_ACTIVITIES_:
1 – According to the article about Holt and the MNPS Employee Wellness Center, how many years did Holt spend supporting PE teachers before becoming Staff Wellness Coordinator?
2 – Resume the article about Holt and the MNPS Employee Wellness Center, picking up right after its last sentence.

_DOCUMENT TEXT_:
++++++++
Holt’s role as Staff Wellness Coordinator for the Employee Wellness Center keeps her focused on improving and maintaining the health of all MNPS employees and, although a new resource, she said she is already seeing positive results.

“I have heard several testimonials, especially from employees using our fitness center facilities, physical therapy and health coaching services,” Holt said. “They have experienced everything from healing injuries that have plagued them for years, losing weight, getting stronger, having more energy, and feeling more confident in themselves or even forming new friendships. It is so amazing to watch people make positive changes in their lives, and I’m just thankful that I get to be a small part of that.”

Before becoming the Staff Wellness Coordinator, Holt was part of the Coordinated School Health department, a grant-funded program that promotes healthy environments for students. She spent seven years rallying around PE teachers helping to provide support at schools with limited funds or staff to implement programs and activities.

Holt believes the opening of the Employee Wellness Center has been a positive step for workplace wellness. The new state-of-the-art health facility offers MNPS and Metro employees with expanded medical, therapy and behavioral health services, a full-service fitness center, a fully stocked onsite pharmacy and a healthy food café.
++++++++
_Photo-based referring expression records_:

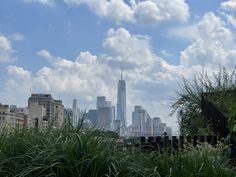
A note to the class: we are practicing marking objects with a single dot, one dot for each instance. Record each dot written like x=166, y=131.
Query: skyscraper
x=121, y=105
x=75, y=118
x=104, y=113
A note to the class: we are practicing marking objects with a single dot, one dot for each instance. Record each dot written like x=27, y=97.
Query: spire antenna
x=121, y=73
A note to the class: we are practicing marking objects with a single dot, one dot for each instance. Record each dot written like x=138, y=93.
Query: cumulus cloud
x=127, y=50
x=212, y=42
x=5, y=49
x=229, y=7
x=144, y=12
x=209, y=27
x=50, y=3
x=16, y=37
++++++++
_ANSWERS TO THE TASKS_:
1 – Seven years.

2 –
“It’s really a one-stop-shop for health,” Holt said, adding that the expanded services also include onsite physical therapy, health coaching and chiropractic services in addition to a full-service clinic. “We have a fitness center filled with cardio and strength training equipment, a walking track and fitness studio for classes.”

Holt said that while society at times makes people feel like it’s selfish to make time for self-care, she keeps the adage, “you can’t pour from an empty cup,” at the forefront of helping provide the resources and support needed to “fill [our] employees’ cups back up.”

“Our employees are so giving to everyone around them – our students, their co-workers, the community,” she said. “I would like to think that my work helps provide them with opportunities and encouragement to take care of themselves in return.”